◆ GOAL OF THE EXERCISE ◆
Can you extend the blog post below on handling a data dump in discovery, picking up right after its last sentence?

Mind the Gap? Bridging the Divide between Legal Education and Practice-Ready Skills
November 17, 2015
Counsel’s Guide to Defensible Deletion of Corporate Data
December 1, 2015

The Data Dump: what to do when you’ve received too much data?, Part 3

<< Read Part 2: The Data Dump: what to do when you’ve received too much data?

As you have read in my prior posts, you can utilize workflows and technology to find a needle in a haystack, or to find out what needles can be found in your evidentiary haystack. There are matters where you are still learning about the context of you’re your case – once you learn that, you can use it as a guiding force to rapidly develop newly discovered areas of inquiry. Using the tools I outline below, you can leverage technology to make short work of your document dump while creating a robust evidentiary set.

Building on the methods outlined above, once you have taken a look at the keyword hit count and selected the documents that are relevant to your search, you can feed that search into a concept-clustering analytics tool. Concept clustering is more advanced than simple Boolean searching. It looks at words and concepts that are frequently seen together and reports on what they are. As an example, for a set of documents might contain documents about football goalposts, as well as documents containing discussions where people are in an argument and accuse the other person of moving the goalposts. Concept clustering tools work to separate the two sets of goalpost-related documents so that you only have to look at those that are related to the subject at hand. This is something a keyword search cannot do. This is known as unsupervised learning.

◆ DATASET ENTRIES ◆

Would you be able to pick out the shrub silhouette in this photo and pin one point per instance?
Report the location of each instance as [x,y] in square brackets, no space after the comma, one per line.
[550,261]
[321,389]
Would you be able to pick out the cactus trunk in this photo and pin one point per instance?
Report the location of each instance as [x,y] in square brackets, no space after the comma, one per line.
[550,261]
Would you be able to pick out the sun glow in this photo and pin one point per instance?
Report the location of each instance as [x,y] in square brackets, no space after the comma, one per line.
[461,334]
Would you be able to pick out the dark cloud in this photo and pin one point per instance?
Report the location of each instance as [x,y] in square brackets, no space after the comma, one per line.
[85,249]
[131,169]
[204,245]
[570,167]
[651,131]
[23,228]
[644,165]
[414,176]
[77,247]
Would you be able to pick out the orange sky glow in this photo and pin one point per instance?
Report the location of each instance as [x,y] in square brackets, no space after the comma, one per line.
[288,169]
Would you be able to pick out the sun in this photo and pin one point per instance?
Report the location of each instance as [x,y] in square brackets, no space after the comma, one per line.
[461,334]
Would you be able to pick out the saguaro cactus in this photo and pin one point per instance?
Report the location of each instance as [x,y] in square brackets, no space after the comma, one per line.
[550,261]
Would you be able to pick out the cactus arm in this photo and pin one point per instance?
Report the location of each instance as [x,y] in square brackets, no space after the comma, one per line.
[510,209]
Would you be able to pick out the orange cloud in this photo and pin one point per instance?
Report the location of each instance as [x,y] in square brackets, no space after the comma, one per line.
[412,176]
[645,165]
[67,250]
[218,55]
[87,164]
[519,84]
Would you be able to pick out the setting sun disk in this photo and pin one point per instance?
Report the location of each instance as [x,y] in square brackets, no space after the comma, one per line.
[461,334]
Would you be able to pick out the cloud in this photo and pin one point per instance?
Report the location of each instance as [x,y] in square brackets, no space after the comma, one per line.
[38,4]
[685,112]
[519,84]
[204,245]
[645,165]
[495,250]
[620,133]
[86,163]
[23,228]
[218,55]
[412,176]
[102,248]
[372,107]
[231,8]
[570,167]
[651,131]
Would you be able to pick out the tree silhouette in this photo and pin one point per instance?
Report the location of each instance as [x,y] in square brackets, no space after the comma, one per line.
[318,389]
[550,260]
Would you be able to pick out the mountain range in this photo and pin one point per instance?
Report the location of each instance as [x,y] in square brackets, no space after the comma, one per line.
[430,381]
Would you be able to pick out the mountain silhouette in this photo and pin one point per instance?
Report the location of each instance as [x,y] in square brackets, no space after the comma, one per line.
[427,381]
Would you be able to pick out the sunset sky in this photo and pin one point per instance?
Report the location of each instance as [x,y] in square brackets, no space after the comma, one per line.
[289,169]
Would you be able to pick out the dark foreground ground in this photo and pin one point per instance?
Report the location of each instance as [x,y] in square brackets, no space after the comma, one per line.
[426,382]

◆ ANSWER TO THE PROBLEM ◆
Once you have a document or group of documents that you’ve found which are responsive, you will have other options using analytics to speed your process. Your review platform should have a categorization (predictive coding) feature which allows you to find documents related to your issues. Teaching the system by creating these categories and identifying what is in them is known as supervised learning or Technology Assisted Review (“TAR”). This process uses much the same mathematical logic as concept clustering, but instead of letting the documents be automatically sorted by topic, you teach the system what you are looking for and then it responds with more of the same. Once you are ready to set the system to its task, it takes the documents that you have selected or created as a “seed set” and finds other documents that are similar to them by determining how alike the documents are. TAR can help create a key set of priority documents for you to review by categorizing documents you haven’t seen as similar to ones that you have.[1] TAR has more extensive uses in production, but it is still a valuable triage tool. If your TAR process reveals a new hot document, you can use that exemplar and feed it back in to your tool and start the process again using what you’ve found.

Once your TAR has finished marking documents, it is time for you to review the set of documents identified for you. There is no “easy button” and no substitute for looking at the documents when you have to make witness kits and select evidence for trial.

If, after all of this, you have still not yet found what you thought you should, the next step in the process is to run a word frequency hit count. This is different than a keyword hit count. This hit count will tell you the frequency of every word in the production. That will give you the ability to quickly pull out keywords to search for that may not have been apparent when you created the initial search terms. The more you know about your case the easier it will be to do this. You should already have some sense, through interrogatories, depositions, and interviews of what you should be looking for. What you may not know is codenames, project names, and employee shorthand. To the extent that you can determine these words by talking to opposing counsel or witnesses, you should. To the extent that you can’t, a word frequency hit count report is a good first step so in identifying those terms that commonly appear. This may also reveal terms that you hadn’t thought of and that your interviews and depositions hadn’t revealed.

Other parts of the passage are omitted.